▸ Texto para análise

------------------------------------------------------------

Novamente, Leonardo trabalhou como engenheiro; drenando pântanos, desenhando mapas e projetando um sistema de canais. Em Urbino, conheceu Nicolò Machiavelli, e este encontro levaria a uma íntima associação e a sua mais importante encomenda. Enquanto isso, produzia magníficos desenhos a pastel vermelho de Cesare Borgia.

Em 1503, entrou nos seus três anos de maior produção como pintor. Seu quadro mais famoso, Monalisa, com seu sorriso enigmático, pode ter sido pintado nesta época. Grande parte dos trabalhos de Leonardo em Florença, feitos no período de 1503 e 1507, se perdeu, inclusive Leda. Achava a mecânica da pintura uma coisa entediante e preferiu concentrar suas habilidades imaginativas no desenho e no planejamento de suas composições.

Como resultado da sua florescente associação com Machiavelli, Leonardo recebeu uma encomenda para pintar um afresco na Sala del Gran Consiglio do Palazzo Vecchio. Começou trabalhar no cartão para o afresco - a Batalha de Anghiari - em outubro de 1503, mas parece que o progresso foi lento. Leonardo terminou seu cartão no final de 1504 e começou a pintar usando uma técnica incomum e possivelmente incáustica. A tinta secou de forma desigual e a pintura não deu certo. O aresco ficou inacabado mas, depois, foi feita uma moldura especial para a parte terminada e há quem a considere a melhor coisa a se ver numa visita a Florença . Posteriormente foi repintada por Vasari.

Durante o ano de 1507, Leonardo trabalhou para o Rei da França, embora seu mecenas imediato fosse Charles d'Amboise , lord de Chaumant e governador de Milão. De muitas formas, d'Amboise reinstalou as glórias da corte dos Sforza. Leonardo estava no seu elemento, trabalhando como pintor, engenheiro e conselheiro artístico em geral. D'Amboise morreu em 1511, mas Leonardo permaneceu em Milão até 24 de setembro de 1513. Depois foi para Roma, levado, como tantos, por Giovani de Medici que havia se tornado recentemente Papa Leão X.

Leonardo se instalou no Belvedere do Vaticano, mas a agitação provocada pelos principais artistas do país e suas comitivas, vivendo todos juntos, não lhe agradava. a incontestável posição de Michelangelo em Roma, resultante do seu trabalho na Capela Sistina, também lhe era intragável. Talvez a fascinação obsessiva de Leonardo pelo poder da água e os seus diversos esboços para o Dilúvio reflitam uma turbulência mental e espiritual.

------------------------------------------------------------

▸ Material fornecido

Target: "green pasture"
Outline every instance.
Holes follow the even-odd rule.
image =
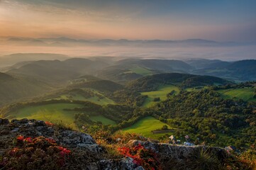
[[[174,94],[179,93],[179,88],[173,85],[160,86],[157,91],[141,93],[142,95],[147,95],[148,96],[144,102],[143,107],[150,107],[156,103],[153,101],[155,98],[159,97],[160,101],[166,100],[167,98],[167,94],[172,91],[175,91]]]

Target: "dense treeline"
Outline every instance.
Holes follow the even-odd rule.
[[[211,76],[198,76],[180,73],[165,73],[145,76],[128,83],[126,87],[135,91],[150,91],[157,89],[159,84],[174,84],[181,89],[187,87],[232,84],[225,79]]]
[[[182,129],[177,132],[178,137],[190,134],[194,140],[216,146],[243,147],[256,140],[251,133],[256,129],[255,107],[243,101],[224,100],[218,92],[206,89],[181,91],[151,111],[161,121]]]

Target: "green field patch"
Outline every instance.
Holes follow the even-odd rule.
[[[62,123],[74,126],[74,112],[66,111],[65,108],[82,107],[82,105],[74,103],[52,103],[41,106],[30,106],[21,108],[8,114],[13,119],[36,119],[50,121],[53,123]]]
[[[94,122],[101,122],[102,124],[108,125],[115,125],[116,123],[113,121],[112,120],[110,120],[103,115],[93,115],[90,116],[90,119]]]
[[[240,88],[240,89],[229,89],[218,90],[223,98],[225,99],[242,99],[245,101],[256,101],[256,98],[253,98],[255,88]]]
[[[143,107],[150,107],[155,104],[157,102],[154,101],[154,98],[160,98],[160,101],[167,99],[167,94],[170,93],[172,91],[174,91],[174,94],[179,93],[179,89],[178,87],[173,85],[165,85],[160,86],[157,91],[152,91],[148,92],[142,92],[142,95],[147,95],[148,97],[145,99]]]
[[[150,75],[152,74],[152,71],[150,71],[146,68],[139,67],[139,66],[132,67],[129,69],[130,69],[130,72],[126,72],[126,73],[135,73],[138,74],[140,74],[142,76],[148,76],[148,75]]]
[[[100,94],[99,92],[91,90],[95,96],[93,97],[85,98],[82,95],[78,93],[72,93],[72,94],[66,94],[60,96],[59,97],[56,98],[55,99],[65,99],[65,100],[72,100],[72,101],[90,101],[91,103],[94,103],[99,105],[108,105],[108,104],[114,104],[115,102],[105,97],[104,95]]]
[[[170,132],[155,134],[152,132],[157,129],[161,129],[163,125],[167,125],[153,117],[148,116],[140,120],[133,125],[123,129],[123,130],[124,132],[128,132],[130,133],[134,132],[140,134],[147,137],[158,139],[158,137],[162,137],[166,134],[167,134],[168,135],[172,134],[172,132]],[[168,128],[173,129],[174,130],[174,128],[171,128],[171,127],[169,127],[169,125],[167,125],[167,127]]]

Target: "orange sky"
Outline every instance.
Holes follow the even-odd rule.
[[[196,8],[198,4],[185,6],[179,1],[131,1],[131,5],[111,0],[101,5],[99,1],[0,0],[0,36],[215,40],[255,37],[248,33],[254,30],[251,19],[255,13],[245,16],[235,3],[233,11],[226,11],[220,10],[221,4],[201,3],[200,11]],[[235,13],[240,15],[233,16]]]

------------------------------------------------------------

▸ Lista de tarefas
[1] As afirmações a seguir estão de acordo com o texto sobre Leonardo: (a) Leonardo conheceu Machiavelli em Urbino; (b) d'Amboise morreu em 1513; (c) Leonardo gostava da agitação do Belvedere do Vaticano? Responda sim ou não a cada uma, citando literalmente as palavras do texto que decidem a resposta.
[2] Reproduza fielmente o trecho do texto sobre Leonardo que vai de "Durante o ano" até "Papa Leão X.", inclusive.
Os dados acima são um material à parte, sem relação com o texto sobre Leonardo.

▸ Respostas por tarefa
[1]
(a) Sim: "Em Urbino, conheceu Nicolò Machiavelli"
(b) Não: "D'Amboise morreu em 1511"
(c) Não: "a agitação provocada pelos principais artistas do país e suas comitivas, vivendo todos juntos, não lhe agradava"

[2]
Durante o ano de 1507, Leonardo trabalhou para o Rei da França, embora seu mecenas imediato fosse Charles d'Amboise , lord de Chaumant e governador de Milão. De muitas formas, d'Amboise reinstalou as glórias da corte dos Sforza. Leonardo estava no seu elemento, trabalhando como pintor, engenheiro e conselheiro artístico em geral. D'Amboise morreu em 1511, mas Leonardo permaneceu em Milão até 24 de setembro de 1513. Depois foi para Roma, levado, como tantos, por Giovani de Medici que havia se tornado recentemente Papa Leão X.